**Problem**
Starting at the beginning of the items and stopping after the line that contains "Outline every instance of the loudspeaker.", swap every "loudspeaker" for "speaker" and leave all other text unchanged. Return only those lines.

(Saved data entries)

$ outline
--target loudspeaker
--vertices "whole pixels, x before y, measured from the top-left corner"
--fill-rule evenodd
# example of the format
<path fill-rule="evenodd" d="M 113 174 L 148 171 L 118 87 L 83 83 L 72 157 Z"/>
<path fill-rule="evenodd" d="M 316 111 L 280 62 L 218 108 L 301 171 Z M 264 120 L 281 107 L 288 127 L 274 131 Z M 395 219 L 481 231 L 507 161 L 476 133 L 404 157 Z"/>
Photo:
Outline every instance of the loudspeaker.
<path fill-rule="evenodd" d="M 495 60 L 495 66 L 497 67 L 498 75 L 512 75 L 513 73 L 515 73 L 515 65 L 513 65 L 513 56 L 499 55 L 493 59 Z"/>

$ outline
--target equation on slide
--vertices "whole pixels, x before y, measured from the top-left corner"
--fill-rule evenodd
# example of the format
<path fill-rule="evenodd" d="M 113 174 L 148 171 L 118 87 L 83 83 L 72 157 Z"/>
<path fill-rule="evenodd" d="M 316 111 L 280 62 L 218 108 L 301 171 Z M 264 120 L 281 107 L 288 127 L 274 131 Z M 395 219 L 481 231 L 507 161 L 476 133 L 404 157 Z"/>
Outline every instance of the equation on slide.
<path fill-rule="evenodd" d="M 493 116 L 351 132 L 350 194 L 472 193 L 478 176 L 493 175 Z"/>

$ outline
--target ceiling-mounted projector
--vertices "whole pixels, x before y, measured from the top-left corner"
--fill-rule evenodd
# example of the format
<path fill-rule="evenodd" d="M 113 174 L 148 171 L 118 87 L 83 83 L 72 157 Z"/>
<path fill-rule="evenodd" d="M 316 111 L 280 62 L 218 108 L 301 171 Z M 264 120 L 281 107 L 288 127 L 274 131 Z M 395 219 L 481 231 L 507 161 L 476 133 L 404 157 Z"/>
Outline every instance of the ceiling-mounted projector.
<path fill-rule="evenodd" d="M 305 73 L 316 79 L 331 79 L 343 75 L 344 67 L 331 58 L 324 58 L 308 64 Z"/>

**Task answer**
$ outline
--target speaker
--vertices "whole pixels, x before y, measured from the top-left corner"
--fill-rule evenodd
# example of the format
<path fill-rule="evenodd" d="M 113 174 L 148 171 L 118 87 L 83 83 L 72 157 Z"/>
<path fill-rule="evenodd" d="M 316 111 L 280 62 L 218 108 L 301 171 Z M 264 120 L 281 107 L 288 127 L 274 131 Z M 395 219 L 481 231 L 507 161 L 476 133 L 404 157 Z"/>
Photo:
Outline every instance of the speaker.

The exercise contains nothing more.